- _TASK BRIEF_
According to the editorial on free vaccines, why is the estimated HK$82 million for flu and pneumococcal shots worth paying? Answer in one to three sentences.

- _EXERCISE TEXT_
Health benefits of free shots outweigh the cost
The experience of bird flu, Sars and the current flu season should have been enough to convince health authorities of the need to expand the number of free vaccines available to our children. No such lesson has been learned, though, and Hong Kong lags far behind other developed societies in what vaccinations are given automatically. This is despite the benefits of protecting the community against diseases and influenzas being well documented. Such protection is expensive, but the cost is well worth it and affordable to Hong Kong.
The Department of Health currently provides nine free vaccines, covering hepatitis B, diphtheria, tetanus, polio, measles, mumps, tuberculosis, whooping cough and rubella. As impressive as the list is, it has been increased by only one over the past 18 years. In that time, health authorities in the US have added nine new vaccines, taking the total offered to American children to 20 - a situation not dissimilar to what has happened elsewhere.
To suggest that Hong Kong should follow suit is not a matter of keeping up with the Joneses; rather, it is to put in place a sound health insurance policy at a time when influenzas in particular are posing greater threats. The recent scare over flu is a case in point. Had every child been given a flu shot, we might have been spared the panic that gripped the community last month, when primary classes had to be suspended to allay anxieties over an outbreak.
Authorities would do well to review the childhood immunisation programme. Respiratory diseases are of particular concern every flu season. Adding new vaccines to protect against such infections as flu and pneumococcal disease should be considered. The cost is not small - for these two shots experts have estimated the government would initially need to put up HK$82 million to ensure that the 410,000 children aged eight and under were covered.
Such a price seems hefty. But as budgets of recent years have shown, it is easily affordable. Science has also clearly shown the value of such vaccinations. After the implementation in Taiwan of an immunisation programme to tackle hepatitis B, for example, data showed an effectiveness rate of about 80 per cent.
There have been sufficient warnings of the need to keep the community as well protected from infections and diseases as is feasible. To ignore the signs could have a dramatically higher cost to society than the vaccines themselves.

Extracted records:
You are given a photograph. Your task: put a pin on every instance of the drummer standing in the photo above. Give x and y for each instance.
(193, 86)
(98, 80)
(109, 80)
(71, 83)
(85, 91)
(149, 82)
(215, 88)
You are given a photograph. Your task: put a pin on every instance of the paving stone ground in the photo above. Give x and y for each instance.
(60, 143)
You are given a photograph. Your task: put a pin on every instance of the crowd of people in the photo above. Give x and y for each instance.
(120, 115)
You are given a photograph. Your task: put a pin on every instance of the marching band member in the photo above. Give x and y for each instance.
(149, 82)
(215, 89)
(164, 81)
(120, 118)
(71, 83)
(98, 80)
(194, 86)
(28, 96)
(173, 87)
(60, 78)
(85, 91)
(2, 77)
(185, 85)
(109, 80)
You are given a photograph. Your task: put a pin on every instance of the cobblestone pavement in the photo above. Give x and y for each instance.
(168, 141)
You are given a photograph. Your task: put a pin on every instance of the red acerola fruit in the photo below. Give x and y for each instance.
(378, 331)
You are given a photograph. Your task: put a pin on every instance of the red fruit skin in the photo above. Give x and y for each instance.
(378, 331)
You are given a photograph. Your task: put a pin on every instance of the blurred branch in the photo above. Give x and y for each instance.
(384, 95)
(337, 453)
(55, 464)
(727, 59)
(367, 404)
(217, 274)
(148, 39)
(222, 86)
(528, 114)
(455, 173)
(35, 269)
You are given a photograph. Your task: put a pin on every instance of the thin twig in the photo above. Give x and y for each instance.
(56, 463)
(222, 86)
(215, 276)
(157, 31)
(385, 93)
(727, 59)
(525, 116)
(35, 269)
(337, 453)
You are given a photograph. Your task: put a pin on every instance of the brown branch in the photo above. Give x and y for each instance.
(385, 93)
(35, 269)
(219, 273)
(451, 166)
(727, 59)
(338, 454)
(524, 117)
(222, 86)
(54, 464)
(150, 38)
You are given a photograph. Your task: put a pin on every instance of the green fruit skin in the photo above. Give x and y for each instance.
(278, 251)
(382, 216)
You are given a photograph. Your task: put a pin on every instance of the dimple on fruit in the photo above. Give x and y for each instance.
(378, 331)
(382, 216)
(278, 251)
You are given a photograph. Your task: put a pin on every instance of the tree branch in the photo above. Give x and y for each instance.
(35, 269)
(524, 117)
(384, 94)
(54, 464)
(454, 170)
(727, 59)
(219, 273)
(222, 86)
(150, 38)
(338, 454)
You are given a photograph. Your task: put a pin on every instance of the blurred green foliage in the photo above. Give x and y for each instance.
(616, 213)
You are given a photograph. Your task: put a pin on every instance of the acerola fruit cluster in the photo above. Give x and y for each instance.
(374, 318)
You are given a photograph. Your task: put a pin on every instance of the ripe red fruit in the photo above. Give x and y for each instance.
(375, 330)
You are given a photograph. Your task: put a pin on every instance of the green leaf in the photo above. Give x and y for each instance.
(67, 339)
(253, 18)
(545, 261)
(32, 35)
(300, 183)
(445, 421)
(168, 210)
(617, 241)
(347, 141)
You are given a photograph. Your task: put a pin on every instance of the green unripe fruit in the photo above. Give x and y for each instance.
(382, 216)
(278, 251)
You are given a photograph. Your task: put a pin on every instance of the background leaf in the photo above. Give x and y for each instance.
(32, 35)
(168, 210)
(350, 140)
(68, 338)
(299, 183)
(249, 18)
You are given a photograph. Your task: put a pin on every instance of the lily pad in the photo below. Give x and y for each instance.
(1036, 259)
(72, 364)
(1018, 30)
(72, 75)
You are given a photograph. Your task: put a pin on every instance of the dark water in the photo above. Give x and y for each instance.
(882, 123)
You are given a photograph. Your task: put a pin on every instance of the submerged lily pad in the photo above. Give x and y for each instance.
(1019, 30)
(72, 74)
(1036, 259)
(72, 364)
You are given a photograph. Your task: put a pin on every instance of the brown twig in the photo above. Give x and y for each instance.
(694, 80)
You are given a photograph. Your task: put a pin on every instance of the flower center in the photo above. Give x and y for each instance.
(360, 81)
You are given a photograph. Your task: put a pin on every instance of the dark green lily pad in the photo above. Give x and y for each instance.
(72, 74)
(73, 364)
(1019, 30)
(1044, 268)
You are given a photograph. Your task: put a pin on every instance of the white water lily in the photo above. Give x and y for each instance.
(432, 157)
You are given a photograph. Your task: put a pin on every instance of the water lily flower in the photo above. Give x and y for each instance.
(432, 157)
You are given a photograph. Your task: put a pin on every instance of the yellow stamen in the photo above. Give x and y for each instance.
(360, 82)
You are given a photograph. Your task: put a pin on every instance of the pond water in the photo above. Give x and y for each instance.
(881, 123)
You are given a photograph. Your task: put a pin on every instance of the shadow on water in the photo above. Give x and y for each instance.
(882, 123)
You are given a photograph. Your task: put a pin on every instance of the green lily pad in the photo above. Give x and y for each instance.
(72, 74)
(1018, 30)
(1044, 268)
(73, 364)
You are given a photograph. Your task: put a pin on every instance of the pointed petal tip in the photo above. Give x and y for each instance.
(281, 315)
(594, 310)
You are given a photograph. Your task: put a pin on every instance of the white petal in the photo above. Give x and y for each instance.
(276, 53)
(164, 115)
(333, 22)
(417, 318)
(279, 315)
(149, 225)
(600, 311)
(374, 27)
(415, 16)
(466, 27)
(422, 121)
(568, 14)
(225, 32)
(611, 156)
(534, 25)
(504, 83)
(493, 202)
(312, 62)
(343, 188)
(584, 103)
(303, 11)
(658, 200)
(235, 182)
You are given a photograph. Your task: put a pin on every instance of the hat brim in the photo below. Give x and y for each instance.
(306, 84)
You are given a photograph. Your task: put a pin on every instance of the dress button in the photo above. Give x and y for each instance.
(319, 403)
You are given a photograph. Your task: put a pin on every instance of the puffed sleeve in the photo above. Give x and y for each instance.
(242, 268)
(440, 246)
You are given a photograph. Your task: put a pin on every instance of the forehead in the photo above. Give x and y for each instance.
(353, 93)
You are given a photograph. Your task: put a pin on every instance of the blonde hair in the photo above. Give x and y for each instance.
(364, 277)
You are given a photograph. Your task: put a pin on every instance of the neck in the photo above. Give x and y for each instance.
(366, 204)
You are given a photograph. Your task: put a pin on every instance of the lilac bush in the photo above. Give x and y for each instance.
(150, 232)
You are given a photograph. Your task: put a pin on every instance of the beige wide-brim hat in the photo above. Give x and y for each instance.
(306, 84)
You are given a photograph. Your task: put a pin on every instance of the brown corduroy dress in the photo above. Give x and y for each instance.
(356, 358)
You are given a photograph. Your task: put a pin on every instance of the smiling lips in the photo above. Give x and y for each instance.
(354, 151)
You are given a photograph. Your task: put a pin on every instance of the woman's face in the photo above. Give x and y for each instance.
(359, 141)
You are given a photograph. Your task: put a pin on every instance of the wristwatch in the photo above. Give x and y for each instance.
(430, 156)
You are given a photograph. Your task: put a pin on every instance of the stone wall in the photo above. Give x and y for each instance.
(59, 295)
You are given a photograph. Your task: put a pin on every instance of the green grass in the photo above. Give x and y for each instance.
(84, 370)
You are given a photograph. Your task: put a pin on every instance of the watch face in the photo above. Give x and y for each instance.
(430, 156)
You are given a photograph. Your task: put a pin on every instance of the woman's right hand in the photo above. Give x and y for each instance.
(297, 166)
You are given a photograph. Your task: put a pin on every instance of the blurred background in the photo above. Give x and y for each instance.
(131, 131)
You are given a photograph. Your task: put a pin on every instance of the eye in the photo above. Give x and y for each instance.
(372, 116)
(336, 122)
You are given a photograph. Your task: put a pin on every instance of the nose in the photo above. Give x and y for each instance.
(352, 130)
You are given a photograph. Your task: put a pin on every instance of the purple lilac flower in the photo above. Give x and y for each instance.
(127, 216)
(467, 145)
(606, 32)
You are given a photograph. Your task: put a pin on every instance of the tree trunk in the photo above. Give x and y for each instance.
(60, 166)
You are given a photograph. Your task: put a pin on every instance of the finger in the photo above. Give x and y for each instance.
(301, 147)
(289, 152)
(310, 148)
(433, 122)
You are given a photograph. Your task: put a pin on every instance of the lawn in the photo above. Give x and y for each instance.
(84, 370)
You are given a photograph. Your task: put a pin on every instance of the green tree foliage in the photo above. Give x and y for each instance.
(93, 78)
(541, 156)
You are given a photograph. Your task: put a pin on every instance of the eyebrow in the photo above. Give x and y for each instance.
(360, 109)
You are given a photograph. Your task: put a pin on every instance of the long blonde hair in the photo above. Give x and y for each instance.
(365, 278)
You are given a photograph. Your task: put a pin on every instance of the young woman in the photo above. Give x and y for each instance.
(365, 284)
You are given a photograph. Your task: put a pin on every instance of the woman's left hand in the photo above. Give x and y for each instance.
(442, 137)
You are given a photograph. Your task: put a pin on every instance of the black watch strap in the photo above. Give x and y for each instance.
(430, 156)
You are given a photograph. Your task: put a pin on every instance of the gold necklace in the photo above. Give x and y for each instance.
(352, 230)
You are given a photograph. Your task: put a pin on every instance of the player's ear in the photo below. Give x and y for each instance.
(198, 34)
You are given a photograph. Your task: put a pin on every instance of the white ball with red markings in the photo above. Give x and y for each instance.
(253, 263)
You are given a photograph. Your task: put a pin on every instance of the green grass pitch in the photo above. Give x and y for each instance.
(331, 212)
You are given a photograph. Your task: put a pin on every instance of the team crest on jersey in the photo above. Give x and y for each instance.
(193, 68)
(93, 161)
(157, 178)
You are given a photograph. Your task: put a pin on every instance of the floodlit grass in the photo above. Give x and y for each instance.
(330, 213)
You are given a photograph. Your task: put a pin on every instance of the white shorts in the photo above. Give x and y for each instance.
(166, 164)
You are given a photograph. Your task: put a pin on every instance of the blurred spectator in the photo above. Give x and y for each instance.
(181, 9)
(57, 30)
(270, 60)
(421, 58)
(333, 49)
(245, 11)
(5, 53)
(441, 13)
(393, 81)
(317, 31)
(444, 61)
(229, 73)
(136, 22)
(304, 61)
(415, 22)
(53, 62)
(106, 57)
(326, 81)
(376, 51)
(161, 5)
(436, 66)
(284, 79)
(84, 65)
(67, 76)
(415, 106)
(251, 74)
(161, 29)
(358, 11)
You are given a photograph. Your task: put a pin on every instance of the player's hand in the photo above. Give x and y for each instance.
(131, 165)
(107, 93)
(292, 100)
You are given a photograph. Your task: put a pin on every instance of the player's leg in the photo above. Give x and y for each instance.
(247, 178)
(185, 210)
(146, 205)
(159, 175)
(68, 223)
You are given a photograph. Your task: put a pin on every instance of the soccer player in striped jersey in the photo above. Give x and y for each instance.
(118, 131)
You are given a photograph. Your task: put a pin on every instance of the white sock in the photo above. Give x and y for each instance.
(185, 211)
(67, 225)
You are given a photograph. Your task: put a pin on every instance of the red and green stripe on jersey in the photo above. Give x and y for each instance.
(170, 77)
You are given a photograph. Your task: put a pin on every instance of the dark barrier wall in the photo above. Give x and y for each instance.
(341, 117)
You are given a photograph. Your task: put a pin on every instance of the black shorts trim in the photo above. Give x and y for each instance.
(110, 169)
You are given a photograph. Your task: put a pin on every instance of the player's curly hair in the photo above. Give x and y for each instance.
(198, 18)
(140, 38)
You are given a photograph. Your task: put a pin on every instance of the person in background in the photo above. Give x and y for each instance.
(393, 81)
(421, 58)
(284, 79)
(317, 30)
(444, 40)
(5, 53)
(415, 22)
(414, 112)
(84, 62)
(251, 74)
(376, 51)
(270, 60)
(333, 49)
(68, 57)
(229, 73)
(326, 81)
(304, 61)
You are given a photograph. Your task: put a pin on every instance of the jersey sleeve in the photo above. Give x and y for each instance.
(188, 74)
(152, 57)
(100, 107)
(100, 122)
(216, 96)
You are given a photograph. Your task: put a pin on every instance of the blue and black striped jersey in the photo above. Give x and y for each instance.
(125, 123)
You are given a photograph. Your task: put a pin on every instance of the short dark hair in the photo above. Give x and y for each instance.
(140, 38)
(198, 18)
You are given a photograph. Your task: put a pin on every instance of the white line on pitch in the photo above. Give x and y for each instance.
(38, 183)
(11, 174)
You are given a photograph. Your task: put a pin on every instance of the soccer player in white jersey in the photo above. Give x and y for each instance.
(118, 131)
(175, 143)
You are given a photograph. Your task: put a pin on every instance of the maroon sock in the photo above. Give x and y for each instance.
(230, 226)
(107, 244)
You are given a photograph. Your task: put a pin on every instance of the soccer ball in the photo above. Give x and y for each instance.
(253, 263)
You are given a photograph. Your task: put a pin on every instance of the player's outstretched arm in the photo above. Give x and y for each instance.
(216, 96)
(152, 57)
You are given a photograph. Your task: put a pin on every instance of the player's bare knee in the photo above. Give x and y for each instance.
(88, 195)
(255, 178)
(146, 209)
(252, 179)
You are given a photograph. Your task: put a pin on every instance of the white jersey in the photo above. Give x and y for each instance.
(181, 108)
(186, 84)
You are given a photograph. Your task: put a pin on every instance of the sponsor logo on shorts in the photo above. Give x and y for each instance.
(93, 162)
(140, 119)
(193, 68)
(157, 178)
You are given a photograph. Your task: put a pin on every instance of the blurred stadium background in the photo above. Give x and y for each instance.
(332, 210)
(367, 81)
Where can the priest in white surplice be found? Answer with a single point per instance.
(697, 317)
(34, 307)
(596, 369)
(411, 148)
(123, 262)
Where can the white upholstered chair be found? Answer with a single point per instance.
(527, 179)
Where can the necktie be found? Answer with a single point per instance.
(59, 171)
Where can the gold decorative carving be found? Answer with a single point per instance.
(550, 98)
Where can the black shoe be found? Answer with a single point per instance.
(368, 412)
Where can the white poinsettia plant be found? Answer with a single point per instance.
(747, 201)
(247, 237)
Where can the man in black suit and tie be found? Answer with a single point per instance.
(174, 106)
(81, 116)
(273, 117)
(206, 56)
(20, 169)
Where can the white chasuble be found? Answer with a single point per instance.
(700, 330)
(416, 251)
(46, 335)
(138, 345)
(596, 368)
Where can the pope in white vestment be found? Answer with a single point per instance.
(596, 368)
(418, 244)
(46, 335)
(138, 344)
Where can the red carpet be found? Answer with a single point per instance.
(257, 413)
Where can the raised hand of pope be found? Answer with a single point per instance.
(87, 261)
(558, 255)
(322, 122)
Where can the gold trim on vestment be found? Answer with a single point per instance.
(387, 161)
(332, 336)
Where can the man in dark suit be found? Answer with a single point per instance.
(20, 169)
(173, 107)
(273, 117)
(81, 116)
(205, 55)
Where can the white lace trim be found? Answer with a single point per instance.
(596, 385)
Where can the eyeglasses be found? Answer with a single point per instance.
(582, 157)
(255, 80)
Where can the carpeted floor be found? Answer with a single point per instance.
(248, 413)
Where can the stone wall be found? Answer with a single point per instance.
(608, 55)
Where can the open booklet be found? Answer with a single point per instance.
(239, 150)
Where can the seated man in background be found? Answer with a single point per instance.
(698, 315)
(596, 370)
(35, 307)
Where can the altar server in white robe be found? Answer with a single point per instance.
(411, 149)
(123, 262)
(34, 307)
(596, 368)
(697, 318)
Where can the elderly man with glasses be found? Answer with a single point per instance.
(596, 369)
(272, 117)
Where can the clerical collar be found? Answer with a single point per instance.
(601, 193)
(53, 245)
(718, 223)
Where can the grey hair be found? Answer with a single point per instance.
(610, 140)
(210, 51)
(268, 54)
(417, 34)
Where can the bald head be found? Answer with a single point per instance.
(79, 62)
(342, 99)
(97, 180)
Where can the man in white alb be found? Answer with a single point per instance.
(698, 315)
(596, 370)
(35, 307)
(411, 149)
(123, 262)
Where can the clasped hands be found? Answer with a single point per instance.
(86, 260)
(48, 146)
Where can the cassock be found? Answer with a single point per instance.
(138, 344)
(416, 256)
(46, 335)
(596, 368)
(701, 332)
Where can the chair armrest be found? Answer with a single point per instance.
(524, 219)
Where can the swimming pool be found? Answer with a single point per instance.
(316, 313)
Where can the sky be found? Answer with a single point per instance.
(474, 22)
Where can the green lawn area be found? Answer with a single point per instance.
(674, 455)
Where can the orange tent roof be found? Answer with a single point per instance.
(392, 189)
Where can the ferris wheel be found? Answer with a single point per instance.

- _SOLUTION BELOW_
Recent budgets show the cost is easily affordable, and science has shown the value of such vaccinations, such as the roughly 80 per cent effectiveness rate of Taiwan's hepatitis B program. Ignoring the warning signs could also cost society far more than the vaccines themselves.